**DO THIS**
Pull out every line in the rows below that contains the word "upholstered", and copy each one unchanged.

+--

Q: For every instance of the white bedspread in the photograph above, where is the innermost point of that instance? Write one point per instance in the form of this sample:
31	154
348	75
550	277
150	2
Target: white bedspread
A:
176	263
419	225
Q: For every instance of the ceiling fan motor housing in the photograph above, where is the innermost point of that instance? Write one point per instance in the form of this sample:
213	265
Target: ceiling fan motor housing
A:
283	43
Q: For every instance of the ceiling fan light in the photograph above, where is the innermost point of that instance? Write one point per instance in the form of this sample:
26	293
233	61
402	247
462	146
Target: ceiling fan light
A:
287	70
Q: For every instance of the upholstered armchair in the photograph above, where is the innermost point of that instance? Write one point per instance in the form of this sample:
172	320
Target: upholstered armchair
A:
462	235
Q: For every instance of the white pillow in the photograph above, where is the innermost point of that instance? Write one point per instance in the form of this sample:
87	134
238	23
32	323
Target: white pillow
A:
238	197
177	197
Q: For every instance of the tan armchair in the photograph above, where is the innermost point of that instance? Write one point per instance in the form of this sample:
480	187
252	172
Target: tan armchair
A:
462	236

+--

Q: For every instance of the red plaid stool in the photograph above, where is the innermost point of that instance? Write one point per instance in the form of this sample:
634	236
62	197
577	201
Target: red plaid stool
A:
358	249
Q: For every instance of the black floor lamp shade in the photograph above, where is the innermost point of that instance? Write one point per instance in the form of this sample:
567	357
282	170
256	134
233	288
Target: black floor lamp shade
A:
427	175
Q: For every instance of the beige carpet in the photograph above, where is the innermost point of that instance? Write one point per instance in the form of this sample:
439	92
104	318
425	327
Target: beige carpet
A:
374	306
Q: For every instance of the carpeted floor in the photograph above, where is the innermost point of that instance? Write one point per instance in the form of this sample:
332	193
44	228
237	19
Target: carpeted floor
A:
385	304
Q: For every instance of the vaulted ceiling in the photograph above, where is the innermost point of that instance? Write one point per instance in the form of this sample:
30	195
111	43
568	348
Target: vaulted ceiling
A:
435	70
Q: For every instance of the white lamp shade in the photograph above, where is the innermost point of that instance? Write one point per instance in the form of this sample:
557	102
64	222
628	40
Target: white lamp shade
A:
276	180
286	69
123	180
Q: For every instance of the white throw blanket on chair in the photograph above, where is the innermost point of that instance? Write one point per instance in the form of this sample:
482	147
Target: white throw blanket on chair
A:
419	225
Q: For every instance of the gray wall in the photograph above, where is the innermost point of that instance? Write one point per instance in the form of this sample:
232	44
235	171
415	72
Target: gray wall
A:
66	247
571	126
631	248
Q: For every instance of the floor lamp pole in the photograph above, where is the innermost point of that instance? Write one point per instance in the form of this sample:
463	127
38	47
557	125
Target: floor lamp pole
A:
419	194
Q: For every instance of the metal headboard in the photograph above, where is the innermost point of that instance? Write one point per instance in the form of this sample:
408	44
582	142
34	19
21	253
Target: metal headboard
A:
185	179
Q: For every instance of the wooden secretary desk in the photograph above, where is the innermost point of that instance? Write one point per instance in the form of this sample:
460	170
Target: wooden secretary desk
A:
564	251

+--

**TASK OUTPUT**
Q: For every instance of the upholstered armchair in the photograph above, where is the innermost point of that instance? Write one point per instance in the form of this sample:
Target: upholstered armchair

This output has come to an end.